**Your task**
Recast all the records below as a numbered list, one line per item, and omit any blank lines.

**Region annotation entries**
========================

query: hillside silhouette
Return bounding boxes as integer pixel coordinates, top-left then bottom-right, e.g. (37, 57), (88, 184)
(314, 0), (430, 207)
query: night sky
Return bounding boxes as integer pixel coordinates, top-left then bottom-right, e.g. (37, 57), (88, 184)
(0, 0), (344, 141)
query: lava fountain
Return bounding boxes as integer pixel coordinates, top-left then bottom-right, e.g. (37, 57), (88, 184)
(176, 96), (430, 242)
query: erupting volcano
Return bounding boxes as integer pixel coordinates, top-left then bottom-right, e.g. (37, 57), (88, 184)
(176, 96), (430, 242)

========================

**Solution to the exercise**
1. query: hillside silhouette
2. Return bounding boxes as integer pixel coordinates, top-left then bottom-right, e.g. (37, 57), (88, 184)
3. (314, 0), (430, 207)
4. query: night sky
5. Return bounding boxes as integer pixel coordinates, top-left then bottom-right, e.g. (37, 57), (88, 184)
6. (0, 0), (344, 141)
7. query: lava fountain
8. Return bounding boxes as integer pixel coordinates, top-left then bottom-right, e.g. (37, 57), (88, 184)
9. (176, 96), (430, 242)
10. query: erupting volcano
11. Return bounding boxes as integer pixel coordinates, top-left then bottom-right, e.g. (37, 57), (88, 184)
12. (176, 96), (430, 242)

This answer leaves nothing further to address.